Your instructions. Write the listing out again, all of it, word for word.
--- START Dataset content ---
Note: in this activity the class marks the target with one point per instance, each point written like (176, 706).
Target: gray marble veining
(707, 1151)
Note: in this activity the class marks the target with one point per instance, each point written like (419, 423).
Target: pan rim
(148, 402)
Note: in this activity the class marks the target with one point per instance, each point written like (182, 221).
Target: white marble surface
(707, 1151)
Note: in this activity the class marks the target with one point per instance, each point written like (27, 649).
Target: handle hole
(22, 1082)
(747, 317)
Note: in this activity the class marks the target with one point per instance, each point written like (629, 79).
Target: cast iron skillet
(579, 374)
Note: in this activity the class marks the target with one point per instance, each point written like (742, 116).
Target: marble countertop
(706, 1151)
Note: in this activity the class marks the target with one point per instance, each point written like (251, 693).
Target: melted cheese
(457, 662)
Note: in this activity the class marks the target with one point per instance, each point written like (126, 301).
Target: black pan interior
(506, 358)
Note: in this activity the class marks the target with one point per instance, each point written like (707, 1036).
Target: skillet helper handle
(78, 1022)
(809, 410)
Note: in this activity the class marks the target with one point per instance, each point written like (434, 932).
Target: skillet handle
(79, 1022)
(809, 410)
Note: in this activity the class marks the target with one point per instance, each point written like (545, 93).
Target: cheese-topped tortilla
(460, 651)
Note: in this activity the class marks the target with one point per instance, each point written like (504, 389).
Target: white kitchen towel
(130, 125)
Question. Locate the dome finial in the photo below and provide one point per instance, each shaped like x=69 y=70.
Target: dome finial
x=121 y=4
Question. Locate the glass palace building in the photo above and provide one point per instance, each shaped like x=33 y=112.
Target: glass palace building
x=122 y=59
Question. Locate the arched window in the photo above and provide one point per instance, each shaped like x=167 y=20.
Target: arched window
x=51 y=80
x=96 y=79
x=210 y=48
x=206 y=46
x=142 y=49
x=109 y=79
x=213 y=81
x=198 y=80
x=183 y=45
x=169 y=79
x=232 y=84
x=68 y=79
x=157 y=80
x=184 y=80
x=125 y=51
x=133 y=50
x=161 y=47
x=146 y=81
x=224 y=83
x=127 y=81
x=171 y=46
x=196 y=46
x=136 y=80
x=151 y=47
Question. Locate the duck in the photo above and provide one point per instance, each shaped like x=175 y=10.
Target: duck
--- END Dataset content ---
Result.
Note: in this activity the class marks the target with one point per instance, each point written like (176, 706).
Target: gray marble veining
(707, 1151)
Note: in this activity the class marks the target with one point per instance, each point written like (419, 423).
Target: pan rim
(148, 402)
Note: in this activity the class marks the target with one point per instance, each point written like (182, 221).
Target: white marble surface
(707, 1151)
Note: in this activity the class marks the target with one point per instance, each point written like (27, 649).
Target: handle hole
(22, 1082)
(747, 317)
Note: in this activity the class marks the target with one point per instance, each point written like (629, 79).
Target: cast iron skillet
(579, 374)
Note: in this activity the class marks the target with one point per instance, each point written like (742, 116).
Target: marble countertop
(706, 1151)
Note: in this activity the class marks the target with one point per instance, each point written like (251, 693).
Target: melted cheese
(457, 662)
Note: in this activity the class marks the target with one point per instance, each point written like (126, 301).
Target: black pan interior
(506, 358)
Note: in this activity the class marks the target with one point per instance, each point written like (707, 1036).
Target: skillet helper handle
(78, 1022)
(809, 410)
Note: in this activity the class marks the target with one point per instance, each point written like (434, 932).
Target: skillet handle
(79, 1022)
(809, 410)
Note: in this activity the class marks the target with one point per instance, each point written like (545, 93).
Target: cheese-topped tortilla
(460, 651)
Note: in this activity the class marks the target with one point per instance, each point written like (504, 389).
Target: white kitchen towel
(130, 125)
Question. Locate the dome finial in the photo below and provide one point per instance, each shaped like x=69 y=70.
Target: dome finial
x=121 y=4
Question. Locate the glass palace building in the photo above and provide one point per instance, each shaped like x=33 y=112.
Target: glass palace building
x=122 y=59
Question. Locate the arched window in the photo above and provide one point per instance, each shaped like x=167 y=20.
Target: arched window
x=51 y=80
x=96 y=79
x=210 y=48
x=206 y=46
x=142 y=49
x=109 y=79
x=213 y=81
x=198 y=80
x=183 y=45
x=169 y=79
x=232 y=84
x=68 y=79
x=157 y=80
x=184 y=80
x=125 y=51
x=133 y=50
x=161 y=47
x=146 y=81
x=224 y=83
x=127 y=81
x=171 y=46
x=196 y=46
x=136 y=80
x=151 y=47
Question. Locate the duck in the photo above and provide one point per instance, each shaped like x=175 y=10.
Target: duck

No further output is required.